* [PASSAGE SHOWN]:
_____

The stock opened at $11 a share raising $82.5 million in January 2000. However, by November of that year, the stock was sitting at 19 cents and the company folded.
The SPAC Effect
More than 6,000 companies have gone public through IPOs since 2000. The watershed year was 2021. That year 1,035 companies went public through IPOs – a record that still stands. The previous record set the year before was 480.
One element that led to the IPO surge in 2021 was the use of special purpose acquisition companies – SPACs. Of the 1,035 IPOs that year, over 700 were issued through SPACs.
New SPAC Ruling
If Seinfeld was a TV “show about nothing” – SPACs are the Seinfeld of investing.
Typically SPACs are publicly traded companies without any real business operations or assets. These companies are formed to raise money to merge with private companies.
Public companies wanting to go public were quickly drawn to SPACs. That is because SPAC mergers required less regulatory review. That made for a faster SEC approval than traditional IPOs. It also provided less information to investors.
The SEC moved to shore up the lack of investor protections in SPACs in a January 24th decision. That vote now requires SPACs to provide more financial information as well as disclose conflicts of interest. However, those rules do not go into effect until July 1.

_____

* [ENTRIES SUPPLIED]:

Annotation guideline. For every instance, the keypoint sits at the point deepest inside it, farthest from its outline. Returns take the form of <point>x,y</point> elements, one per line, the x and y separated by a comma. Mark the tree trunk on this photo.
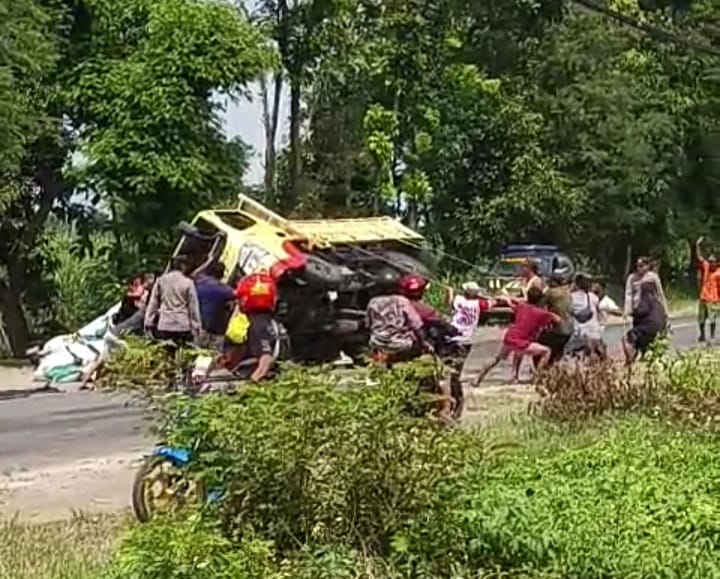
<point>270,120</point>
<point>295,152</point>
<point>13,314</point>
<point>628,260</point>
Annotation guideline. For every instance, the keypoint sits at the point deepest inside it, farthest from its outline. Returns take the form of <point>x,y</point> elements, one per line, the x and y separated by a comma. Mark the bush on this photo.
<point>640,500</point>
<point>335,477</point>
<point>691,385</point>
<point>306,463</point>
<point>82,276</point>
<point>143,367</point>
<point>191,548</point>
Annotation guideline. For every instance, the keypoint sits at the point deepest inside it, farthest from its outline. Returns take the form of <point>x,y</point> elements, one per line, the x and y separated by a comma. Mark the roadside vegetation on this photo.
<point>479,124</point>
<point>79,548</point>
<point>325,479</point>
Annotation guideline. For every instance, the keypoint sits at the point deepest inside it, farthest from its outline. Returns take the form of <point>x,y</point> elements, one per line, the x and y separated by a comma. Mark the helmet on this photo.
<point>412,286</point>
<point>387,280</point>
<point>256,293</point>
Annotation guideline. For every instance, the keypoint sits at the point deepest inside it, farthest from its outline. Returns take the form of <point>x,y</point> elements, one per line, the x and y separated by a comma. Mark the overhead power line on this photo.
<point>653,31</point>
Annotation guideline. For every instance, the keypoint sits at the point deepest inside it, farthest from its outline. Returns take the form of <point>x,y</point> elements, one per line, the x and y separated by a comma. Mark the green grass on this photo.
<point>75,549</point>
<point>631,497</point>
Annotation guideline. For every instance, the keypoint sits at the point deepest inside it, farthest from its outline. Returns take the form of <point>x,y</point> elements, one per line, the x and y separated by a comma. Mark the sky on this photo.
<point>244,119</point>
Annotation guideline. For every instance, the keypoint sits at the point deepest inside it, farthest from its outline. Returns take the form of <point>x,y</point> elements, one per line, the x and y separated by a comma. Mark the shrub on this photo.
<point>304,462</point>
<point>690,383</point>
<point>143,367</point>
<point>191,548</point>
<point>82,275</point>
<point>639,500</point>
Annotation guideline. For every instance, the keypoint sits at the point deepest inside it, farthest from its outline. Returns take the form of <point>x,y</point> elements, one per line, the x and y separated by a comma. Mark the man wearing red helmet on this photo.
<point>256,297</point>
<point>413,286</point>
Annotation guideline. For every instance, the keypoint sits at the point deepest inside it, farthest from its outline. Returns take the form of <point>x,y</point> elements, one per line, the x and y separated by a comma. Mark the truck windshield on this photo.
<point>235,219</point>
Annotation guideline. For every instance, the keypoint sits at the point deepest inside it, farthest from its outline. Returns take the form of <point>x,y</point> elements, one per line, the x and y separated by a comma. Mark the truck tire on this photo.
<point>321,272</point>
<point>403,262</point>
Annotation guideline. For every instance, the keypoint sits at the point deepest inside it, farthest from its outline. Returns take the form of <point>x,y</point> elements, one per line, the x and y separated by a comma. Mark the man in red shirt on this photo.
<point>709,278</point>
<point>519,339</point>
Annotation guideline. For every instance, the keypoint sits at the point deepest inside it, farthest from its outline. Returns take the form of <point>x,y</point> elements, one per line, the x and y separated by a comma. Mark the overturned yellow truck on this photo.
<point>325,269</point>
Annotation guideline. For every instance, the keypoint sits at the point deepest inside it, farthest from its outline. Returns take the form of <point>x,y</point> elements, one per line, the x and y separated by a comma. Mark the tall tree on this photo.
<point>133,93</point>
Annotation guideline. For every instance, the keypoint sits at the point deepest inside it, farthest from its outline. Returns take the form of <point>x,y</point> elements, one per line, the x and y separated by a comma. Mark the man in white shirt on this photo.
<point>467,308</point>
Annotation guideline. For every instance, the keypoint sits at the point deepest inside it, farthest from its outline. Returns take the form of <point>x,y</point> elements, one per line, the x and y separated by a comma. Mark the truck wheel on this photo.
<point>403,262</point>
<point>322,272</point>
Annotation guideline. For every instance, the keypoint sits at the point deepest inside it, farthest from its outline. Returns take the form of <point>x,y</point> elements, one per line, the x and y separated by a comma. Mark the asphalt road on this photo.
<point>46,435</point>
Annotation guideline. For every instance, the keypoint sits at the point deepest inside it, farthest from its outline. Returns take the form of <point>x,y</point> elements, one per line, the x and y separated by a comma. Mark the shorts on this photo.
<point>210,341</point>
<point>708,311</point>
<point>642,338</point>
<point>175,340</point>
<point>556,342</point>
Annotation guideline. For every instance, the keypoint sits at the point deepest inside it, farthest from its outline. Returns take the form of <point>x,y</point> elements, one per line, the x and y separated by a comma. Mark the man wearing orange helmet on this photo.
<point>413,286</point>
<point>256,298</point>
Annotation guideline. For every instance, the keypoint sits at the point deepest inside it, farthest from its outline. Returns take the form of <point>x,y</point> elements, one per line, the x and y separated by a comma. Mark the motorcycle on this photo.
<point>162,482</point>
<point>448,356</point>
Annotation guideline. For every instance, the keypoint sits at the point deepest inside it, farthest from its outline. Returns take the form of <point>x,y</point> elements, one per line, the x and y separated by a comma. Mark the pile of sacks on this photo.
<point>65,358</point>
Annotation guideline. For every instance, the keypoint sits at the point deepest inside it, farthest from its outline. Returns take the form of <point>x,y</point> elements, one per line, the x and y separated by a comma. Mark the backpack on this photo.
<point>586,314</point>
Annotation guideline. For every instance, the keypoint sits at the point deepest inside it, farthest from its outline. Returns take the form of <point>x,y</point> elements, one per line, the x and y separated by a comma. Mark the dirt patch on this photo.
<point>97,485</point>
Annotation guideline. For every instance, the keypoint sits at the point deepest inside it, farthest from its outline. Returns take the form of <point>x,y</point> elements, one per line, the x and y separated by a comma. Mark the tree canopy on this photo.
<point>588,123</point>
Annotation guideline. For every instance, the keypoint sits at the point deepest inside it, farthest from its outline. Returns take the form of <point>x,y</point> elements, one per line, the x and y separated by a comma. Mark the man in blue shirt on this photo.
<point>216,299</point>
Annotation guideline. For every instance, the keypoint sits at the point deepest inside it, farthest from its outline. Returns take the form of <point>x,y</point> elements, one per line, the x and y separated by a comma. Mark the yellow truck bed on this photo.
<point>360,230</point>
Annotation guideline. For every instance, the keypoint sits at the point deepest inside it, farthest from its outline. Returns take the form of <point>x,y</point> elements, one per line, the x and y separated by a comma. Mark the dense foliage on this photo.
<point>111,126</point>
<point>589,124</point>
<point>334,477</point>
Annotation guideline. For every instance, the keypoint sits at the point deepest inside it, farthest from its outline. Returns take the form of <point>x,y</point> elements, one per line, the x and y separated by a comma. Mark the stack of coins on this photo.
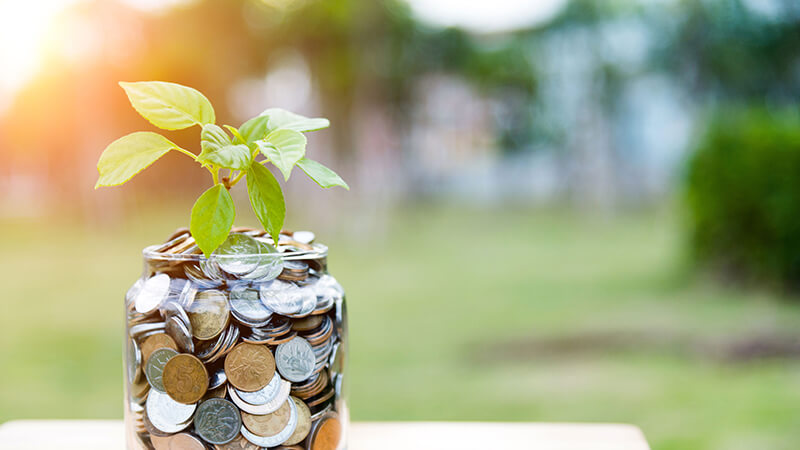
<point>241,350</point>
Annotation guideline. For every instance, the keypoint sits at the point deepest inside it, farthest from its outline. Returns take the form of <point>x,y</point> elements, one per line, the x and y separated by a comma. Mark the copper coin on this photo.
<point>180,441</point>
<point>208,314</point>
<point>216,392</point>
<point>238,443</point>
<point>156,341</point>
<point>185,379</point>
<point>249,367</point>
<point>303,423</point>
<point>326,433</point>
<point>269,424</point>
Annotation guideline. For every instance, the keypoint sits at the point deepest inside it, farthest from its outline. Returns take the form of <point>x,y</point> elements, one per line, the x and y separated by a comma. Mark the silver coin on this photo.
<point>175,308</point>
<point>238,255</point>
<point>270,264</point>
<point>217,379</point>
<point>279,397</point>
<point>217,421</point>
<point>295,266</point>
<point>166,414</point>
<point>278,439</point>
<point>246,303</point>
<point>283,298</point>
<point>295,359</point>
<point>139,330</point>
<point>309,297</point>
<point>263,395</point>
<point>304,237</point>
<point>211,270</point>
<point>328,282</point>
<point>154,367</point>
<point>152,293</point>
<point>134,360</point>
<point>133,292</point>
<point>180,333</point>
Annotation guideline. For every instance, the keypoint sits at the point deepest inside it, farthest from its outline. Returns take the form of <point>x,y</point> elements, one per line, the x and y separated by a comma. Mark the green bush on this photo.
<point>743,194</point>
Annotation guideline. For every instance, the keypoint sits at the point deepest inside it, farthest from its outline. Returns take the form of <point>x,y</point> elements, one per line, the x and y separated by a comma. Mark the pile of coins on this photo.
<point>241,350</point>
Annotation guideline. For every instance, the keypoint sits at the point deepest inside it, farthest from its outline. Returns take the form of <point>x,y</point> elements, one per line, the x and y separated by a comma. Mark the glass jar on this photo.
<point>244,349</point>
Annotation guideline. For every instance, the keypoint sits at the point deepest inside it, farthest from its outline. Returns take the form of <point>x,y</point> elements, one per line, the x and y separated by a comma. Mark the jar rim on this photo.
<point>317,251</point>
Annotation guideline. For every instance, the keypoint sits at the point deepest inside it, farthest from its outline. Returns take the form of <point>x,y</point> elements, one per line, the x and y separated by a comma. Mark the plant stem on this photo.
<point>186,152</point>
<point>238,177</point>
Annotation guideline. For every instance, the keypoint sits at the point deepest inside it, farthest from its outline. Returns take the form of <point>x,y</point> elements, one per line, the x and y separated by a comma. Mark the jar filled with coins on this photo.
<point>244,349</point>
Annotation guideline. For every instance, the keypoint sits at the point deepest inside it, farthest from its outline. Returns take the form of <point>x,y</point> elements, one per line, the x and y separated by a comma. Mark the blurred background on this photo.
<point>561,210</point>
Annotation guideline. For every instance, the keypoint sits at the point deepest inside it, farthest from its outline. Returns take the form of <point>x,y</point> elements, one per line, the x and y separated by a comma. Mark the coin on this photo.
<point>154,367</point>
<point>280,438</point>
<point>166,414</point>
<point>295,359</point>
<point>246,305</point>
<point>217,378</point>
<point>249,367</point>
<point>185,378</point>
<point>262,402</point>
<point>134,360</point>
<point>208,314</point>
<point>152,293</point>
<point>304,237</point>
<point>156,341</point>
<point>218,392</point>
<point>239,443</point>
<point>270,264</point>
<point>326,434</point>
<point>217,421</point>
<point>238,255</point>
<point>303,423</point>
<point>180,333</point>
<point>268,424</point>
<point>180,441</point>
<point>307,323</point>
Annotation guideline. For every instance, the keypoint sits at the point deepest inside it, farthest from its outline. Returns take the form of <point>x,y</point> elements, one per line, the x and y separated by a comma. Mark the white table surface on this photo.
<point>108,435</point>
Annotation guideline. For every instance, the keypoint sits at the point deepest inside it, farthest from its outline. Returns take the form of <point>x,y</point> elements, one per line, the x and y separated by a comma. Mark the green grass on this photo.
<point>448,322</point>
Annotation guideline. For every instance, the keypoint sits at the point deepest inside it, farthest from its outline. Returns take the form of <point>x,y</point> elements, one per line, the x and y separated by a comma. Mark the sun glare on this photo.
<point>23,28</point>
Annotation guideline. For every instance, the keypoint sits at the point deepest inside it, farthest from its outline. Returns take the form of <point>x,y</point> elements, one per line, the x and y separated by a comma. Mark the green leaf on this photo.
<point>129,155</point>
<point>237,137</point>
<point>266,198</point>
<point>255,129</point>
<point>218,149</point>
<point>324,177</point>
<point>168,105</point>
<point>212,218</point>
<point>284,148</point>
<point>280,118</point>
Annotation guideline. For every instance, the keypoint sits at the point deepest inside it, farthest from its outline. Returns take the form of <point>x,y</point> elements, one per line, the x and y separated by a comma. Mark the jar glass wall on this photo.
<point>244,349</point>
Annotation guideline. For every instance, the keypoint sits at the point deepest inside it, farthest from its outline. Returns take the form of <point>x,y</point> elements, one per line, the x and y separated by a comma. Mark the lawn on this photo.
<point>455,314</point>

_____

* [REQUIREMENT]:
Reproduce the section of the passage on IPOs and SPACs starting with "One element that" and going on through "with private companies.", word for word.

* [RESULT OF THIS EXERCISE]:
One element that led to the IPO surge in 2021 was the use of special purpose acquisition companies – SPACs. Of the 1,035 IPOs that year, over 700 were issued through SPACs.
New SPAC Ruling
If Seinfeld was a TV “show about nothing” – SPACs are the Seinfeld of investing.
Typically SPACs are publicly traded companies without any real business operations or assets. These companies are formed to raise money to merge with private companies.